→ GIVEN ENTRIES:

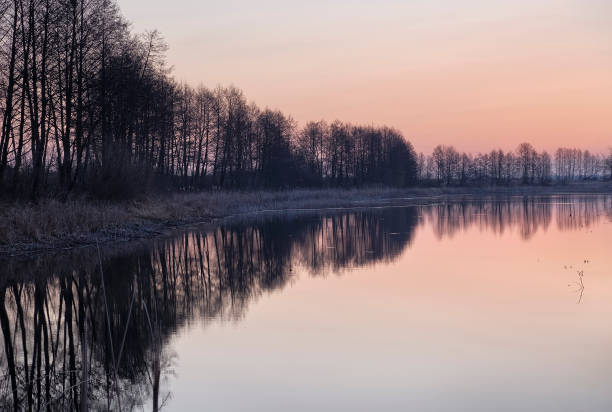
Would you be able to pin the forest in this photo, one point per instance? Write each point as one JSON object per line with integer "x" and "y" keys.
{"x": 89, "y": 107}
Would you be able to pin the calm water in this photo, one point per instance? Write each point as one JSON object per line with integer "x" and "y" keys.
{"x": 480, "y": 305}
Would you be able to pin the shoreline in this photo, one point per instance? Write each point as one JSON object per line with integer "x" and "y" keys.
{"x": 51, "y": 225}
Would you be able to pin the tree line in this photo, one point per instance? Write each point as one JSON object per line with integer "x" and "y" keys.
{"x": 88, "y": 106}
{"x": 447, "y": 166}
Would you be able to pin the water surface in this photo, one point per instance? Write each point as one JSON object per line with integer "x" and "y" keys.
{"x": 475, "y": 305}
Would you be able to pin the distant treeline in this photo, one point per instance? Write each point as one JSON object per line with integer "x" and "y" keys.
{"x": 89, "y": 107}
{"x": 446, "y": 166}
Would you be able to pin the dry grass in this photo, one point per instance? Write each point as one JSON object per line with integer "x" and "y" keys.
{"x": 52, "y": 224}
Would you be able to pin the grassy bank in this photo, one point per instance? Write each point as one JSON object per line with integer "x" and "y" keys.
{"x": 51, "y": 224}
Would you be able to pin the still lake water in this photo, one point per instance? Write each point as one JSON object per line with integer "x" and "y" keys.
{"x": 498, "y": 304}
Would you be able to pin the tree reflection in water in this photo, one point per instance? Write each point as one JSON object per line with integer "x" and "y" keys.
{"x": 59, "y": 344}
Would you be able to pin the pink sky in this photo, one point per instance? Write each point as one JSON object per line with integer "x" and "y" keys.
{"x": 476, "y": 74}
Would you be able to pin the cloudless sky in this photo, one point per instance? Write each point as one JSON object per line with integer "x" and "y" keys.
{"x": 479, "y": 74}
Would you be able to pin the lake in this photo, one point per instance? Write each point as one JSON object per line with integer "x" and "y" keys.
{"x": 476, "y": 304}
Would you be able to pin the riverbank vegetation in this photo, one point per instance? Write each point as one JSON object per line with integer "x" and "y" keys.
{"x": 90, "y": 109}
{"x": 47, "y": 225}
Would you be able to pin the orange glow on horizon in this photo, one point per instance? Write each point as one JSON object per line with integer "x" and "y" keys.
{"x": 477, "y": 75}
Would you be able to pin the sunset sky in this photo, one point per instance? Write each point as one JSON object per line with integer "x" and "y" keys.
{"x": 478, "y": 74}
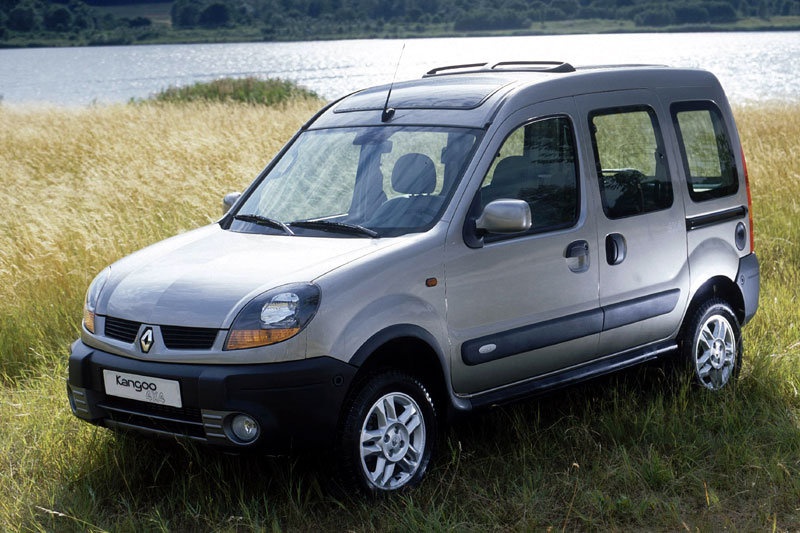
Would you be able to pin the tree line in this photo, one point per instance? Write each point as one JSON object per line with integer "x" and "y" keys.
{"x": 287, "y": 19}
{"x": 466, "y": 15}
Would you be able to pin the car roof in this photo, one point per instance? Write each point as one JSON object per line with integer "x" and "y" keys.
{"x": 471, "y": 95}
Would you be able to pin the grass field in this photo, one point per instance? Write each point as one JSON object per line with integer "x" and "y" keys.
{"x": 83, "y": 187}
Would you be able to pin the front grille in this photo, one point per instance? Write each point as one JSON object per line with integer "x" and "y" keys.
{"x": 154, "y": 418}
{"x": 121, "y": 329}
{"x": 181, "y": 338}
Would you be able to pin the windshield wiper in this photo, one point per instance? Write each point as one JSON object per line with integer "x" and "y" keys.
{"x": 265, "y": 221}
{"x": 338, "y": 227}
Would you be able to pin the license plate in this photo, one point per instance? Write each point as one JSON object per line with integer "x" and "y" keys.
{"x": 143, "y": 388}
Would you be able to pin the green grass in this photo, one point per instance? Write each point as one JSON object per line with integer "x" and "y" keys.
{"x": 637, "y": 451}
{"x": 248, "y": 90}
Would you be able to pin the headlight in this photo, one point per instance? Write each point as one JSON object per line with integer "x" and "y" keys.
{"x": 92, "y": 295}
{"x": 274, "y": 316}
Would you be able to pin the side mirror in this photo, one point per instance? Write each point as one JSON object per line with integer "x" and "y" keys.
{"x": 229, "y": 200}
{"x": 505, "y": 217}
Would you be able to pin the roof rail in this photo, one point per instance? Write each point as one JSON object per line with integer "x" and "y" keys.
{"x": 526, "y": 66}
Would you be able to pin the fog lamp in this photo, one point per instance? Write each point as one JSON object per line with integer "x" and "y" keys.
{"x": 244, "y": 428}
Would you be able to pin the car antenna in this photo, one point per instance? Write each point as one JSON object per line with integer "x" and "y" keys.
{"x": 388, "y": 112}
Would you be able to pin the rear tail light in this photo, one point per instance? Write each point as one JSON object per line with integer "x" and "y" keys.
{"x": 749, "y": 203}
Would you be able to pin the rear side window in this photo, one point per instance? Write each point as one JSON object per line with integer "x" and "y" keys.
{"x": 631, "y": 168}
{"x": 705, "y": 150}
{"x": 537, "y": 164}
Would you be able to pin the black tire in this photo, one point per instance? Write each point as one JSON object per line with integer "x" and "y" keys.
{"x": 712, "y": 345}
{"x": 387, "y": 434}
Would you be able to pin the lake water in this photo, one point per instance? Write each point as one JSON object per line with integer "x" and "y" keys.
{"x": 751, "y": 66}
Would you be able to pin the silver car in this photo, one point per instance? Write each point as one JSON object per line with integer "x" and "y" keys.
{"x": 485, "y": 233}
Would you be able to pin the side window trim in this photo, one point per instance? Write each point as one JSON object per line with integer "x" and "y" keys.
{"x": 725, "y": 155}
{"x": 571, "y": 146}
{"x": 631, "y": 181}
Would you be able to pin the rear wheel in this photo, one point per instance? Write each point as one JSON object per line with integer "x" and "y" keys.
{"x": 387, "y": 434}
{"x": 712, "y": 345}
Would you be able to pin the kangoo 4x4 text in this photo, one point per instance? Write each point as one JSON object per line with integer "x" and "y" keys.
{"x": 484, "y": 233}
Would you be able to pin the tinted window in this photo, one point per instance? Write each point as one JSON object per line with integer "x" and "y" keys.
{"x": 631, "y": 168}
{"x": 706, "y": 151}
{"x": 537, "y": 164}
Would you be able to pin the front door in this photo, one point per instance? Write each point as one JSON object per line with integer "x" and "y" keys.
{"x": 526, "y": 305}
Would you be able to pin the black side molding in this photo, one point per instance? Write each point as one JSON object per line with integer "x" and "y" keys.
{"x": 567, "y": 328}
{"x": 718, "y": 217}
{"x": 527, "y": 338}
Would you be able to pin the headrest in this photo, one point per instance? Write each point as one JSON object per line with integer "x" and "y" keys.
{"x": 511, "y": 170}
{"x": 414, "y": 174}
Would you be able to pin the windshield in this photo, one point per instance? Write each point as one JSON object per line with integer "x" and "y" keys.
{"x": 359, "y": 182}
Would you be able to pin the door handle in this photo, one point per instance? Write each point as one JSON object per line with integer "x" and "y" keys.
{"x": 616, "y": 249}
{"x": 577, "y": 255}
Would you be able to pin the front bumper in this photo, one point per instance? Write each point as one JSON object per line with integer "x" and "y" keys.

→ PROBLEM REQUIREMENTS:
Omit all pictures while transcribing the entries verbatim.

→ WRITTEN SOLUTION:
Would you be able to pin the forest in this photo, one point per instance? Write each point as one JSON object per line with integer "x" and "y" keys.
{"x": 89, "y": 107}
Would you be able to pin the calm water in this photo, one point per instance? Write each point as one JSON object per line with integer "x" and "y" keys.
{"x": 480, "y": 305}
Would you be able to pin the shoreline in this photo, one point per instance? Write each point as one JSON object per line with integer "x" and "y" keys.
{"x": 51, "y": 225}
Would you be able to pin the tree line in this photo, one point per instance? Write each point as one JSON object per line with integer "x" and "y" keys.
{"x": 88, "y": 106}
{"x": 447, "y": 166}
Would you be able to pin the water surface in this photo, one point per instance? Write each point as one JSON object per line with integer "x" and "y" keys.
{"x": 475, "y": 305}
Would you be able to pin the distant treeline in this photo, one point per instance? Write each point as one JSON object per line with integer "x" and "y" keys.
{"x": 89, "y": 107}
{"x": 446, "y": 166}
Would you be able to pin the dry grass in this photo, one point per instance? Write each point as one JSON object per line with integer "x" and "y" keys.
{"x": 52, "y": 224}
Would you be able to pin the grassy bank in this photo, one point per instance? Write each point as one JSON object per line with integer "x" and "y" keys.
{"x": 51, "y": 224}
Would you be able to pin the still lake water in this photo, one point per instance? Write each point as one JSON object per line with integer "x" and "y" keys.
{"x": 498, "y": 304}
Would you be able to pin the tree reflection in water in this photo, one point per instance? Write each point as one JSON object per line with integer "x" and "y" keys.
{"x": 59, "y": 344}
Would you be able to pin the pink sky in this photo, one point per instance? Write each point as one JSON object per line with integer "x" and "y" keys.
{"x": 476, "y": 74}
Would you be able to pin the cloudless sky in this photo, one point per instance? Write each point as one JSON object per line with integer "x" and "y" keys.
{"x": 479, "y": 74}
Would you be able to pin the lake in this photo, one point per instance? Write each point as one JSON object per line with integer "x" and "y" keys.
{"x": 476, "y": 304}
Would you be able to pin the riverbank vegetation in this photo, one point per instance? Write each point as one JSON object per line with integer "x" and "y" keys.
{"x": 90, "y": 109}
{"x": 47, "y": 225}
Would you be able to pin the orange glow on horizon in this photo, one point per instance? Write each point as one JSON object per line with integer "x" and "y" keys.
{"x": 477, "y": 75}
Would you be able to pin the sunset sky in this photo, one point per instance? Write each point as one JSON object per line with integer "x" and "y" keys.
{"x": 478, "y": 74}
Would you be able to pin the tree line in this photo, one point per instance? Write each point as one JSON object per line with integer "x" and "y" keys.
{"x": 287, "y": 19}
{"x": 466, "y": 15}
Would you be able to pin the car roof in this photo, one point per instance? Write each point as one JSON object per line with integer "x" and "y" keys.
{"x": 471, "y": 95}
Would you be able to pin the grass field in this photo, one point per instance? Write each point as one JSON object per line with integer "x" and "y" keys.
{"x": 83, "y": 187}
Would you be able to pin the front grille in this photo, one point per instance? Write each point as one JSON object per line with integer "x" and "y" keys.
{"x": 154, "y": 418}
{"x": 121, "y": 329}
{"x": 181, "y": 338}
Would you be able to pin the windshield wiper in this photo, one point per instance? Write each point as one JSON object per line with integer "x" and "y" keys.
{"x": 265, "y": 221}
{"x": 338, "y": 227}
Would you be able to pin the license plate in this photo, one point per instance? Write each point as one JSON object per line with integer "x" and "y" keys.
{"x": 143, "y": 388}
Would you be able to pin the green grass in this photo, one point per instance? Write each point as one JSON object per line with integer "x" and "y" keys.
{"x": 637, "y": 451}
{"x": 248, "y": 90}
Would you be able to pin the headlight in this photo, one point per instance? Write each point as one JSON object per line with integer "x" and "y" keys.
{"x": 92, "y": 295}
{"x": 274, "y": 316}
Would you be able to pin the side mirror in this photo, one point per instance? Write each point as one JSON object per line with integer "x" and "y" keys.
{"x": 229, "y": 200}
{"x": 505, "y": 217}
Would you be able to pin the roof rail in this photo, one point per instance? Write each point as one JSON object per line with integer "x" and "y" keys.
{"x": 526, "y": 66}
Would you be able to pin the fog lamp in this photo, one point per instance? Write each point as one JSON object per line with integer "x" and "y" keys.
{"x": 244, "y": 428}
Would you be able to pin the car antenna in this photo, one point per instance? Write each point as one JSON object per line with integer "x" and "y" keys.
{"x": 388, "y": 112}
Would you be able to pin the rear tail light in this photo, one point per instance? Write each point as one JSON object per line with integer "x" and "y" keys.
{"x": 749, "y": 203}
Would you be able to pin the rear side window in this photo, one point per instance? Write each point as one JSON object per line with integer "x" and "y" keys.
{"x": 631, "y": 168}
{"x": 705, "y": 150}
{"x": 537, "y": 164}
Would you be able to pin the black tire in this photo, one point per instance? Write each point as one JSON object per line with integer "x" and "y" keys.
{"x": 712, "y": 345}
{"x": 387, "y": 434}
Would you be able to pin the lake water in this photo, one point per instance? Write each point as one JSON object per line with integer "x" and "y" keys.
{"x": 751, "y": 66}
Would you be able to pin the silver car in this photo, one point per instance? Write each point as one JSON object per line with integer "x" and "y" keys.
{"x": 485, "y": 233}
Would you be able to pin the side window trim in this photo, one point per instance? Write each point as one JSON object per line with integer "x" and "y" keys.
{"x": 725, "y": 155}
{"x": 571, "y": 146}
{"x": 631, "y": 181}
Would you be able to pin the rear wheel in this photo, one point per instance? Write each point as one JSON object per line with integer "x" and "y" keys.
{"x": 387, "y": 434}
{"x": 712, "y": 345}
Would you be able to pin the kangoo 4x4 text in this photo, one point per instance? Write each point as one JSON object per line with integer "x" and "y" keys.
{"x": 484, "y": 233}
Would you be able to pin the tinted window in this photo, one point per instance? Write each point as one JSON object per line with integer "x" and "y" keys.
{"x": 631, "y": 168}
{"x": 706, "y": 151}
{"x": 537, "y": 164}
Would you be able to pin the front door in this photo, one point per instance? Write each point as one JSON object per line with integer "x" and "y" keys.
{"x": 526, "y": 305}
Would you be able to pin the black side molding in this photo, one point per instance? Write each point as one JSON object per line with integer "x" and "y" keys.
{"x": 567, "y": 328}
{"x": 718, "y": 217}
{"x": 527, "y": 338}
Would you be able to pin the headrest in this photo, one point per instance? Write each point as one JSON object per line with integer "x" and "y" keys.
{"x": 511, "y": 170}
{"x": 414, "y": 174}
Would you be able to pin the windshield in this photo, one point per instance? Write each point as one JSON object per line with integer "x" and "y" keys.
{"x": 359, "y": 182}
Would you be able to pin the door handle in this photo, one point per instance? Write each point as one JSON object per line with integer "x" and "y" keys.
{"x": 616, "y": 249}
{"x": 577, "y": 255}
Would you be able to pin the front bumper in this photo, one point per instance? Write each point as one JSON object per line with integer "x" and "y" keys.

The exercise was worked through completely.